- **Source document**:
▬▬▬▬▬▬▬▬▬▬
Last Christmas I found a super recipe for gingerbread cookies: Felicity Cloake from The Guardian writes a column called How to make the perfect . . . and she takes you through the recipe step by step. I tweak her recipe and add real grated ginger instead of the suggested crystallised ginger and dried apricot. Once the cookies are baked (super quick, especially if you make small ones!), I make a hole in them and thread them, to be able to hang them on the tree! And then we 🎁 gift them (or eat them!).
Yesterday’s baking yield:
NEW baking traditions . . .
🇦🇹 Vanillakipferl 🇦🇹
Daddy MBFF is from 🇦🇹 Austro – 🇩🇪 German stock (with a dusting of 🇸🇮 Slovenian in there too!), and so it is inevitable that some new Christmas customs have entered our household.
▬▬▬▬▬▬▬▬▬▬
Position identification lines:
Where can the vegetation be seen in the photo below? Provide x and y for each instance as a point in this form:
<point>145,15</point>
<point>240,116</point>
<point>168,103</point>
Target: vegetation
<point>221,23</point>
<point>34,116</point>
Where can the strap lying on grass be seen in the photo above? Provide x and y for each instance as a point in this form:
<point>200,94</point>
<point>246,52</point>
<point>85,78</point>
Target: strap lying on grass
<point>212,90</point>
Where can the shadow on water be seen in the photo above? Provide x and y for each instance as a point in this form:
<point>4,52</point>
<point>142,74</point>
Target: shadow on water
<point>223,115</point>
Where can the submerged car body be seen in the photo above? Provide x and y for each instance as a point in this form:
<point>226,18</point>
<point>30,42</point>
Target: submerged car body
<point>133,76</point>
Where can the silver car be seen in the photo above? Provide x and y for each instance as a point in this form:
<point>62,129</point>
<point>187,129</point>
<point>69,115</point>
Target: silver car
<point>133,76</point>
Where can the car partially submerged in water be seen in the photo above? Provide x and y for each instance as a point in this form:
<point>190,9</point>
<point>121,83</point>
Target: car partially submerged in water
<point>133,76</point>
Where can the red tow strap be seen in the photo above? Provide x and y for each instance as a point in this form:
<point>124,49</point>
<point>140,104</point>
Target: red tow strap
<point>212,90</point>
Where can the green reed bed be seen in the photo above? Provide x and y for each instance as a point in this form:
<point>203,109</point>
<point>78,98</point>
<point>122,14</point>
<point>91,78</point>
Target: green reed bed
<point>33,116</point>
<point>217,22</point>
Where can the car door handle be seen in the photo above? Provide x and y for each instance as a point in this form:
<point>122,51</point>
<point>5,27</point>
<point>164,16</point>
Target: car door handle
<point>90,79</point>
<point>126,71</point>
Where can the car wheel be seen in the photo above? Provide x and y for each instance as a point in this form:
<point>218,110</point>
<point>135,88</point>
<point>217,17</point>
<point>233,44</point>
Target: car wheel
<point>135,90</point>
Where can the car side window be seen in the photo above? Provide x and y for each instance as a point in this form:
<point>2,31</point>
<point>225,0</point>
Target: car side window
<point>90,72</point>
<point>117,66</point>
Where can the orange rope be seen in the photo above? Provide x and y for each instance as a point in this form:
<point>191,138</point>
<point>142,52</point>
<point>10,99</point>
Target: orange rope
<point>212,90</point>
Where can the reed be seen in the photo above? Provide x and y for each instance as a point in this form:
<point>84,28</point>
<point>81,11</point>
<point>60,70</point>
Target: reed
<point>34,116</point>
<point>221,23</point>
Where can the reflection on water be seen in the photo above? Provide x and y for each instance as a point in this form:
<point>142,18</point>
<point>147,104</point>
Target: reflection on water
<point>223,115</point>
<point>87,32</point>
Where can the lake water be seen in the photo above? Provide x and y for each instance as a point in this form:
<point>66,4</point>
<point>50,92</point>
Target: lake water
▬▬▬▬▬▬▬▬▬▬
- **Task description**: Retype the stretch of the holiday baking text from "Last Christmas I" through "(or eat them!).".

- **Written answer**:
Last Christmas I found a super recipe for gingerbread cookies: Felicity Cloake from The Guardian writes a column called How to make the perfect . . . and she takes you through the recipe step by step. I tweak her recipe and add real grated ginger instead of the suggested crystallised ginger and dried apricot. Once the cookies are baked (super quick, especially if you make small ones!), I make a hole in them and thread them, to be able to hang them on the tree! And then we 🎁 gift them (or eat them!).